• [Exercise materials]:

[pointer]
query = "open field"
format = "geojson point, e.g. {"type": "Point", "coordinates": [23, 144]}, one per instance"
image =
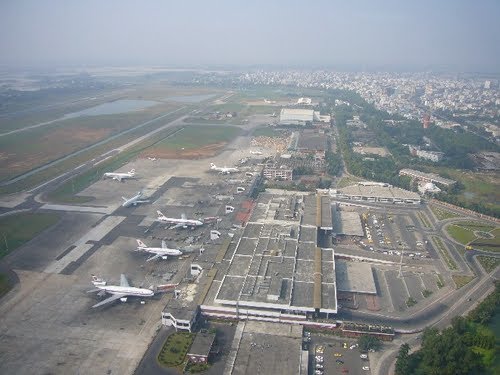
{"type": "Point", "coordinates": [476, 234]}
{"type": "Point", "coordinates": [177, 143]}
{"type": "Point", "coordinates": [27, 150]}
{"type": "Point", "coordinates": [75, 160]}
{"type": "Point", "coordinates": [175, 349]}
{"type": "Point", "coordinates": [442, 214]}
{"type": "Point", "coordinates": [480, 187]}
{"type": "Point", "coordinates": [267, 131]}
{"type": "Point", "coordinates": [192, 142]}
{"type": "Point", "coordinates": [461, 280]}
{"type": "Point", "coordinates": [488, 263]}
{"type": "Point", "coordinates": [20, 228]}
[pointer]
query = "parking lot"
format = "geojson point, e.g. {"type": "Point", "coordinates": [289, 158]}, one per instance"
{"type": "Point", "coordinates": [335, 355]}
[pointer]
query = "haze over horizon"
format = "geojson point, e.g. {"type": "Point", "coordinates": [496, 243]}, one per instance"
{"type": "Point", "coordinates": [415, 35]}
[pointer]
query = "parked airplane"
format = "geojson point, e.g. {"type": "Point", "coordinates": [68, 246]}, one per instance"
{"type": "Point", "coordinates": [120, 176]}
{"type": "Point", "coordinates": [223, 170]}
{"type": "Point", "coordinates": [121, 292]}
{"type": "Point", "coordinates": [160, 252]}
{"type": "Point", "coordinates": [183, 222]}
{"type": "Point", "coordinates": [136, 199]}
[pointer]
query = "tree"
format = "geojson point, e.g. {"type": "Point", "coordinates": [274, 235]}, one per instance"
{"type": "Point", "coordinates": [367, 342]}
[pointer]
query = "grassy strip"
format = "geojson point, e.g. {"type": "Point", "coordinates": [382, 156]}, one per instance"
{"type": "Point", "coordinates": [488, 263]}
{"type": "Point", "coordinates": [461, 280]}
{"type": "Point", "coordinates": [442, 214]}
{"type": "Point", "coordinates": [444, 253]}
{"type": "Point", "coordinates": [440, 282]}
{"type": "Point", "coordinates": [347, 181]}
{"type": "Point", "coordinates": [425, 222]}
{"type": "Point", "coordinates": [73, 162]}
{"type": "Point", "coordinates": [20, 228]}
{"type": "Point", "coordinates": [460, 234]}
{"type": "Point", "coordinates": [65, 192]}
{"type": "Point", "coordinates": [174, 350]}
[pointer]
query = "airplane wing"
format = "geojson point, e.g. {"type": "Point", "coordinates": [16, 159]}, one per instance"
{"type": "Point", "coordinates": [114, 297]}
{"type": "Point", "coordinates": [153, 258]}
{"type": "Point", "coordinates": [123, 280]}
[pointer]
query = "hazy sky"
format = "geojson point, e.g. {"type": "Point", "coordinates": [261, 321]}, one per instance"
{"type": "Point", "coordinates": [462, 35]}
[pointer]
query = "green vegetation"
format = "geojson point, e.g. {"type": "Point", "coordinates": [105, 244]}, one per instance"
{"type": "Point", "coordinates": [175, 349]}
{"type": "Point", "coordinates": [444, 253]}
{"type": "Point", "coordinates": [440, 281]}
{"type": "Point", "coordinates": [267, 131]}
{"type": "Point", "coordinates": [461, 280]}
{"type": "Point", "coordinates": [468, 347]}
{"type": "Point", "coordinates": [76, 160]}
{"type": "Point", "coordinates": [460, 234]}
{"type": "Point", "coordinates": [411, 302]}
{"type": "Point", "coordinates": [426, 293]}
{"type": "Point", "coordinates": [488, 263]}
{"type": "Point", "coordinates": [20, 228]}
{"type": "Point", "coordinates": [367, 342]}
{"type": "Point", "coordinates": [474, 233]}
{"type": "Point", "coordinates": [348, 181]}
{"type": "Point", "coordinates": [442, 214]}
{"type": "Point", "coordinates": [4, 284]}
{"type": "Point", "coordinates": [195, 137]}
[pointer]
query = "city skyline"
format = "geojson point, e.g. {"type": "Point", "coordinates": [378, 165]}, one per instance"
{"type": "Point", "coordinates": [449, 35]}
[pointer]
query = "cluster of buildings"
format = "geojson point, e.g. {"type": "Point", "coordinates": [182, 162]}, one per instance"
{"type": "Point", "coordinates": [412, 95]}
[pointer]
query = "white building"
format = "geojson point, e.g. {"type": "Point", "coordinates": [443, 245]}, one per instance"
{"type": "Point", "coordinates": [289, 116]}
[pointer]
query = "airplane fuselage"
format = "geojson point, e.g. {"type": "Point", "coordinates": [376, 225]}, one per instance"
{"type": "Point", "coordinates": [126, 290]}
{"type": "Point", "coordinates": [161, 251]}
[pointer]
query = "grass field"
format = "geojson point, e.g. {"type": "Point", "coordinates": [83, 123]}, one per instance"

• [What is needed]:
State only the number of lines above that contain the string "airplane", treating uppercase and lowercase letters as distinct.

• [Complete answer]:
3